(Location labeling records)
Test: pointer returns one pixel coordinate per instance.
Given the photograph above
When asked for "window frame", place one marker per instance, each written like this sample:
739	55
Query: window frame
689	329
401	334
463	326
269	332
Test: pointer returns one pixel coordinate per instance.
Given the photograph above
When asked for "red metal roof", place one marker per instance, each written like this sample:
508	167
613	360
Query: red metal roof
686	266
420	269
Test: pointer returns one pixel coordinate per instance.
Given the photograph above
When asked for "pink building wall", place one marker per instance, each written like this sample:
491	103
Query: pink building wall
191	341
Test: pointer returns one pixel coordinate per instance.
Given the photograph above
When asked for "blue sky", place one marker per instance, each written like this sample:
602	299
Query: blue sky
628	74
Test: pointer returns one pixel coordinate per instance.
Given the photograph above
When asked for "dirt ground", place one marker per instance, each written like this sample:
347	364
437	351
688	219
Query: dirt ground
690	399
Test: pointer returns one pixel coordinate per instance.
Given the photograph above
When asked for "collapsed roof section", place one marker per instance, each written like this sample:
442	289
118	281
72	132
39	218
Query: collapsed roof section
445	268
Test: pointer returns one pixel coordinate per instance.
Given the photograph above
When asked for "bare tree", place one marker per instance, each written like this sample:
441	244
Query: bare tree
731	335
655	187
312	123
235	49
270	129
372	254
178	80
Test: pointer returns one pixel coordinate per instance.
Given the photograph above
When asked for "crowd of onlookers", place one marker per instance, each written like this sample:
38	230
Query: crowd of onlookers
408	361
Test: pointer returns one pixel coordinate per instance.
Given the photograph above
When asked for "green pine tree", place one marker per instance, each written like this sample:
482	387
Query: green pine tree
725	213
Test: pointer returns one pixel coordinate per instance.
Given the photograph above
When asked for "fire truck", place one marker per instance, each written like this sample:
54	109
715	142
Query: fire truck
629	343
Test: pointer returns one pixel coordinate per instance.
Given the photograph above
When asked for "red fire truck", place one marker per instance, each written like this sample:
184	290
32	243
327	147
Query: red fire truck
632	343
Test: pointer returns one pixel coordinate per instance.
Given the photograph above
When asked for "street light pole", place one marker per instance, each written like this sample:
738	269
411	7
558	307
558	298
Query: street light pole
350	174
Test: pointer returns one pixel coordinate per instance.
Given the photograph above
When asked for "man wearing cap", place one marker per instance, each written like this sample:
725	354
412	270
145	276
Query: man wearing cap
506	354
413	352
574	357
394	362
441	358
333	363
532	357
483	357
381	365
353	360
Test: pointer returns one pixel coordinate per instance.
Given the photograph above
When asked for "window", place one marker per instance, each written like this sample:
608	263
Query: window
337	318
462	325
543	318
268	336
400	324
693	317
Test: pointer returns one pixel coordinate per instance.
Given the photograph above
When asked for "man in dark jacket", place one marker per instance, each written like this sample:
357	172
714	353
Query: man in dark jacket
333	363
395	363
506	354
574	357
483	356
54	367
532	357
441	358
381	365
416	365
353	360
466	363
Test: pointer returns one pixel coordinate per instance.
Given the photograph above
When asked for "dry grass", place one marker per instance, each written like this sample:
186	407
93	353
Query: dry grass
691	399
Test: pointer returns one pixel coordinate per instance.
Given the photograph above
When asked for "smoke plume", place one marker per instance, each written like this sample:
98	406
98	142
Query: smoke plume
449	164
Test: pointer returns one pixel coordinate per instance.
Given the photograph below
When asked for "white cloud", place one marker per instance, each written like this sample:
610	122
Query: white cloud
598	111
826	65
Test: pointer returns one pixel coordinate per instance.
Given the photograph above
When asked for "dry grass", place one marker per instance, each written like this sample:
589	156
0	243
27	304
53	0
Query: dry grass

**Written request:** Return the listing above in its exact form.

**Task output:**
Test: pointer returns one pixel coordinate per instance.
Given the photograph above
When asked for "window frame", place one marker per instance, each written like this sample:
739	55
Query: window frame
689	329
401	334
463	326
269	332
Test: pointer returns one pixel coordinate per instance.
Given the photograph above
When asked for "red metal roof", place one marker per instance, each written like this sample:
508	167
613	360
Query: red metal roof
686	266
420	269
Test: pointer returns one pixel coordinate per instance.
Given the photograph above
When asked for "pink building wall", place one marker per instance, each written like this sample:
491	103
Query: pink building wall
191	341
Test: pointer returns one pixel coordinate per instance.
Given the photograph above
When asked for "blue sky", place one marker per instance, each written like this sample:
602	299
Query: blue sky
628	74
Test: pointer returns one pixel coordinate per instance.
Given the photograph above
When asked for "dirt ground", place one marker per instance, each written like this sample:
347	364
437	351
688	219
Query: dirt ground
690	399
Test: pointer returns one pixel coordinate per instance.
Given the photograph above
When asked for "collapsed roof section", place one marker per instance, each written like this sample:
442	289
118	281
72	132
39	218
Query: collapsed roof section
445	268
Test: pointer returns one pixel coordinate per instance.
Given the photograph above
When asked for "bare tree", place one marker per instance, each written like this sample:
441	244
Query: bare tree
731	335
655	187
312	123
235	49
270	129
372	254
178	80
Test: pointer returns one pixel coordinate per instance.
Given the photograph above
When asked for "crowd of onlookers", place one marker per instance, each written like this sample:
38	230
Query: crowd of onlookers
408	361
Test: pointer returns one pixel coordinate per instance.
Given the photograph above
When asked for "green pine tree", place one marker per instance, each written like this sample:
482	387
Query: green pine tree
725	213
Test: pointer returns one pixel coordinate per instance.
Given the photograph above
When asked for "fire truck", place one marker per instance, each written like this sample:
54	109
715	142
Query: fire truck
629	343
Test: pointer returns one pixel coordinate per instance.
Given the photograph above
When asked for "red fire truck", place one marker per instance, each written like this sample:
184	290
32	243
327	147
Query: red fire truck
632	343
Test: pointer returns one pixel coordinate per instance.
Given the photograph above
When asked for "street light pole", place one marker per instance, each written like this sample:
738	269
411	7
558	307
558	298
Query: street light pole
350	174
Test: pointer returns one pixel coordinate per instance.
Given the photograph above
When asked for "man wearing cap", place one marker per instance, each written like this sample:
725	354
412	270
145	276
Query: man wearing cap
506	354
413	352
574	357
394	362
441	358
333	363
532	357
483	357
381	365
353	360
Test: pointer returns one pixel coordinate per instance.
Given the photograph above
When asked for "window", place one marker per instance, each written like this sample:
608	263
Query: window
337	318
462	325
543	318
268	336
400	324
693	317
Test: pointer returns one pixel coordinate per instance.
Given the photograph above
When asked for "man in dark jacket", place one marker per instance, each written like this sample:
357	172
714	353
Query: man in dark jacket
333	363
395	363
506	354
574	357
483	356
54	367
532	357
441	358
381	365
416	365
353	360
466	363
Test: pointer returns one pixel coordinate per instance.
Given the photograph above
When asked for "dry grass", place one marker per instance, each written like this sample:
186	407
93	353
Query: dry grass
691	399
Test: pointer returns one pixel coordinate per instance.
Given the photograph above
When asked for "smoke plume", place one marker per instance, each written like this sample:
98	406
98	142
Query: smoke plume
449	164
Test: pointer returns one pixel coordinate per instance.
Given the photograph below
When asked for "white cloud", place one marker per instance, each written like this sample:
610	122
Query: white cloud
598	111
826	65
Test: pointer returns one pixel coordinate per instance.
Given the photograph above
When asked for "dry grass", place one marker per instance, each written like this sample:
589	156
0	243
27	304
53	0
Query: dry grass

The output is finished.